[Location identification entries]

--- Start ---

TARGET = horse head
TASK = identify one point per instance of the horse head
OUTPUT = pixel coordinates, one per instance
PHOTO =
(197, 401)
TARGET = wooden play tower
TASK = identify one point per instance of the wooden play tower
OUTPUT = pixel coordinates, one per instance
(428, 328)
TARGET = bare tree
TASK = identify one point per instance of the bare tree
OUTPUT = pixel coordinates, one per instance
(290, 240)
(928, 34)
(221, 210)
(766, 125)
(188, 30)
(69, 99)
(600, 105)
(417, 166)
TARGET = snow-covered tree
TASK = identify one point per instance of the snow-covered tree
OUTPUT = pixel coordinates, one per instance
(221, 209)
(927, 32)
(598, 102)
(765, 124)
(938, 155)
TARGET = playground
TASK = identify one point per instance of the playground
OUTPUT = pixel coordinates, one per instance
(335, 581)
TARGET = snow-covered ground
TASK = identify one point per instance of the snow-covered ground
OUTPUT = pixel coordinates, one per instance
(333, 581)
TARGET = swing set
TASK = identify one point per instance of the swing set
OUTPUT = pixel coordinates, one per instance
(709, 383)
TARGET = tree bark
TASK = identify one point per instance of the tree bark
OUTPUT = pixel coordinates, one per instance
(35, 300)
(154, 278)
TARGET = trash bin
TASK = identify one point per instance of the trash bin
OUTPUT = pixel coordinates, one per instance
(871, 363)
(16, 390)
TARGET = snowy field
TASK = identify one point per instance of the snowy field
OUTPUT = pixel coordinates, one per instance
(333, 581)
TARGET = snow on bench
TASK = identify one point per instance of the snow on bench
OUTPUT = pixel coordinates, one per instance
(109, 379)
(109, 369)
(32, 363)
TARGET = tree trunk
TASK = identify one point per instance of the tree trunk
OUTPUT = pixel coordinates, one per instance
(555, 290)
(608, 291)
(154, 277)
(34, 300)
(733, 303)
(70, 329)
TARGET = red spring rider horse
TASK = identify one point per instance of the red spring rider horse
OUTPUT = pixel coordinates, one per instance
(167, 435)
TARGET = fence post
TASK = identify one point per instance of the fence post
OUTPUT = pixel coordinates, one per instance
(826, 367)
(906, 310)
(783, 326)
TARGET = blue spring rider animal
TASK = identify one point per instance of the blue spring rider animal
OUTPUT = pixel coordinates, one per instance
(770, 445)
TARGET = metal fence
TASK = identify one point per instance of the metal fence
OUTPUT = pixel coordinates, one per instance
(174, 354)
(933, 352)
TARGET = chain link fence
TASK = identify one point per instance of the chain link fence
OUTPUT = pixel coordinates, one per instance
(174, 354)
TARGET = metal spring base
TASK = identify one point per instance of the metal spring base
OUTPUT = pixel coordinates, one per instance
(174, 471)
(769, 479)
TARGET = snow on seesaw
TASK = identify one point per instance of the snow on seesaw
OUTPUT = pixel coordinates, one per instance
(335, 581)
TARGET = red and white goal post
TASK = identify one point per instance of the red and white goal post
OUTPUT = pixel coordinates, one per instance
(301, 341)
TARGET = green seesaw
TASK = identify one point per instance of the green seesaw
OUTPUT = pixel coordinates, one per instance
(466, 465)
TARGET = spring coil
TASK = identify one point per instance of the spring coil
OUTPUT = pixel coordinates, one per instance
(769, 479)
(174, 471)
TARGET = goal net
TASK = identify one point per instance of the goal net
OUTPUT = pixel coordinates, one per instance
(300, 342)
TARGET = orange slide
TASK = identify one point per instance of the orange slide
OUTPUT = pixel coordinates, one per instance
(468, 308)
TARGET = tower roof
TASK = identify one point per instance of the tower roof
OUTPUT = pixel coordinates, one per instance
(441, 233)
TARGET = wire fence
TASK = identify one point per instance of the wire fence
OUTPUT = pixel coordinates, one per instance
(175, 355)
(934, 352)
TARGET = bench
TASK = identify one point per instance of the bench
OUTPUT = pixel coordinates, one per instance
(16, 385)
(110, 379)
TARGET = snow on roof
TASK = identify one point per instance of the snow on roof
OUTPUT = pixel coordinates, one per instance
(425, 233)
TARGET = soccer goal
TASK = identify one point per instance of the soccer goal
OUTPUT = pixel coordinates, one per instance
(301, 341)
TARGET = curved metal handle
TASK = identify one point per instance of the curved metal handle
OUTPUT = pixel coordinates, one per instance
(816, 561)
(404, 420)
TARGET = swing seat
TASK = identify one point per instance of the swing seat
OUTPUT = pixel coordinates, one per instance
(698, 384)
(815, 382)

--- End ---
--- Start ---

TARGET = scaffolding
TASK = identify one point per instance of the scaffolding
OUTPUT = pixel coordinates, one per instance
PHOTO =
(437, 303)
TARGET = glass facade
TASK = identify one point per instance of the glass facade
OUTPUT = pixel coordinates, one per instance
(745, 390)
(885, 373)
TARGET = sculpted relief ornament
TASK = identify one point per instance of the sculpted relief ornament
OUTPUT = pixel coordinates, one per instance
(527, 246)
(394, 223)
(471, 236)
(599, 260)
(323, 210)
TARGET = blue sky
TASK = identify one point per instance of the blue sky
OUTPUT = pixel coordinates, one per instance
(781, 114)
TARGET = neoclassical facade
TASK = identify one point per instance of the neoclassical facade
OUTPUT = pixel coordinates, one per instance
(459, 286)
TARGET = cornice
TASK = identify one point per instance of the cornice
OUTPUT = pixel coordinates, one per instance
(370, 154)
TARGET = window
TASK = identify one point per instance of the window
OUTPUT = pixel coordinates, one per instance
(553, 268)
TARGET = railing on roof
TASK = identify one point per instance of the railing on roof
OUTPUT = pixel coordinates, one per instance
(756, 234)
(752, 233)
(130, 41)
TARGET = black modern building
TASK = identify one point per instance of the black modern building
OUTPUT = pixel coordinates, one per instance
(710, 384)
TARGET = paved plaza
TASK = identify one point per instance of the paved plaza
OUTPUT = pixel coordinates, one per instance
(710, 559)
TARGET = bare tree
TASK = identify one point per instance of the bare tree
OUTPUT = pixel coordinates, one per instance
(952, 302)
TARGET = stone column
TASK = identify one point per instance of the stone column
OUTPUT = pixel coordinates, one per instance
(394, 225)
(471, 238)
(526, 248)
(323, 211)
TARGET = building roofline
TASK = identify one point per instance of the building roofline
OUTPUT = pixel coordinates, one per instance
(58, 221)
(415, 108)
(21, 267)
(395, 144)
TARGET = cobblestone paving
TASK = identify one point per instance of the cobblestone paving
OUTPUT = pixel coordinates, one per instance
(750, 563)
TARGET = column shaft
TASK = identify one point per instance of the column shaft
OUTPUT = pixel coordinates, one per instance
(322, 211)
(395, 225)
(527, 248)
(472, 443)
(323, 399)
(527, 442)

--- End ---
--- Start ---

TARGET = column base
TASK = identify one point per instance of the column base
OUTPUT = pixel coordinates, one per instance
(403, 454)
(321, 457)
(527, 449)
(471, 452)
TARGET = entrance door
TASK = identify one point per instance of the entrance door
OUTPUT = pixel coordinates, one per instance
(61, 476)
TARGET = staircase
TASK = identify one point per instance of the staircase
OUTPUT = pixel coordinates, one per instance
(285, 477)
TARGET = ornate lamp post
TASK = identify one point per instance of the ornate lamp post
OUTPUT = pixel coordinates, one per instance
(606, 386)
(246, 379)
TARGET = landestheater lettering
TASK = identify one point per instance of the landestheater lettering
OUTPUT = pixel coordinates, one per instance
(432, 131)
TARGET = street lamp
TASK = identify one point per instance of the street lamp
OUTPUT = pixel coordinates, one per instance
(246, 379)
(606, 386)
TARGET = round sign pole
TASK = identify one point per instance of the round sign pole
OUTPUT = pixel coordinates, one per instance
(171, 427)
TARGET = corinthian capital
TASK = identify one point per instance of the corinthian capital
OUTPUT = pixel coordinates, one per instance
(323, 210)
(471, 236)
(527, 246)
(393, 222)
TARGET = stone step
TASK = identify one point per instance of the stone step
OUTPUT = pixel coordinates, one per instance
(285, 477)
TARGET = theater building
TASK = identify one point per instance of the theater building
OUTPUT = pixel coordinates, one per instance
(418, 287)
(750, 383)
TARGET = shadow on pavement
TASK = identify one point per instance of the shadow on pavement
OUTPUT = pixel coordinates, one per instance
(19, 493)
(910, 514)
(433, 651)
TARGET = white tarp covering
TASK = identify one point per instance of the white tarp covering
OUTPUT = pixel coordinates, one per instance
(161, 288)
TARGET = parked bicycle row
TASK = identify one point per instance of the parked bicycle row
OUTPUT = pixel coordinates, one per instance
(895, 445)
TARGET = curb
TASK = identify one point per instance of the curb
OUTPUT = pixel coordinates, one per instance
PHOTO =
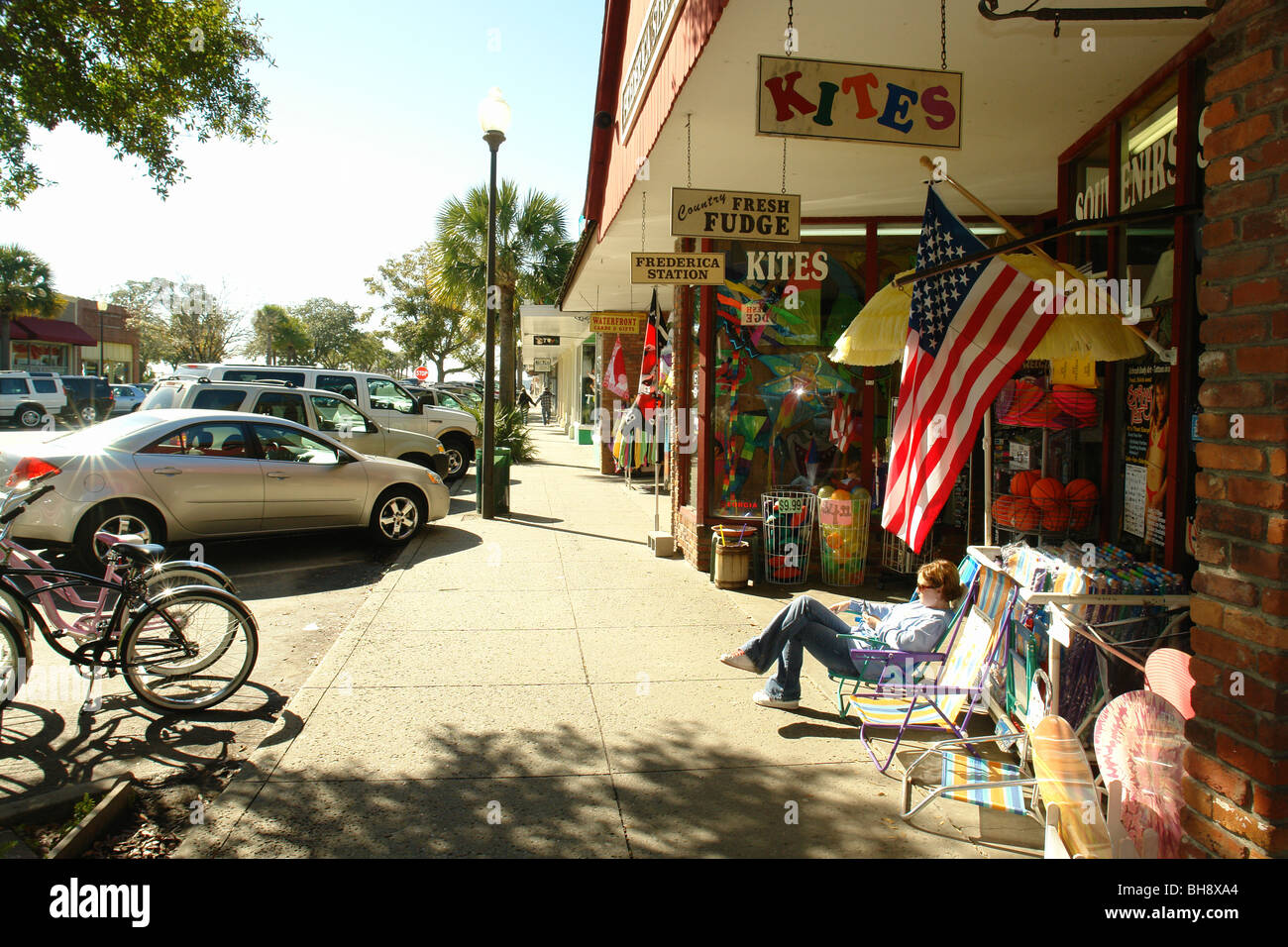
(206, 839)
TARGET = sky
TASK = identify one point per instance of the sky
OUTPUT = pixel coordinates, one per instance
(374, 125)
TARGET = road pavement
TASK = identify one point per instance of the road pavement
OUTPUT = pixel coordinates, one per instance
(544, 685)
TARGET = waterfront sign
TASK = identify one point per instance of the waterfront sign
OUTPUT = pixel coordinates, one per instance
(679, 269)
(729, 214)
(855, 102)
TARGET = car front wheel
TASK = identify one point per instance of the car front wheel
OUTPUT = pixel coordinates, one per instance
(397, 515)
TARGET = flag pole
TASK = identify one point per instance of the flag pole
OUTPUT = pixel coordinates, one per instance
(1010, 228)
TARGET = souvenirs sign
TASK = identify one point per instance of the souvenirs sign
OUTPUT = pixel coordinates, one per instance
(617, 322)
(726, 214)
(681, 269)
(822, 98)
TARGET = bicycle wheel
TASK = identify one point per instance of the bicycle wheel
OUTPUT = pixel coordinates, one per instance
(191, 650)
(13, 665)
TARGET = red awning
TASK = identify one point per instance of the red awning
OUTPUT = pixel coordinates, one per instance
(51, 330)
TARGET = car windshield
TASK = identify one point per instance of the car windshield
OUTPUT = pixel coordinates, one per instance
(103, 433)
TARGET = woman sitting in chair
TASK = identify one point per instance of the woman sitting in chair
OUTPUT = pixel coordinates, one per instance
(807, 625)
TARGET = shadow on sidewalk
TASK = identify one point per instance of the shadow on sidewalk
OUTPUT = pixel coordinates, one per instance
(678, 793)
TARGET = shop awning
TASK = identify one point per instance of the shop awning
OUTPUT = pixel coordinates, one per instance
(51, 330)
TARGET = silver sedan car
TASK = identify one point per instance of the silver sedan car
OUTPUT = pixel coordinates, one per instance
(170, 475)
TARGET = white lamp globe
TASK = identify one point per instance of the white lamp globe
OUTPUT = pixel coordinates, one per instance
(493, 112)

--- End ---

§ **STATED EXERCISE**
Locate every line above that contains the word "plaza" and copy each one; case counts.

§ **SOLVED PROBLEM**
TARGET = paved plaza
TASK = identify one point per instance of the paved plaza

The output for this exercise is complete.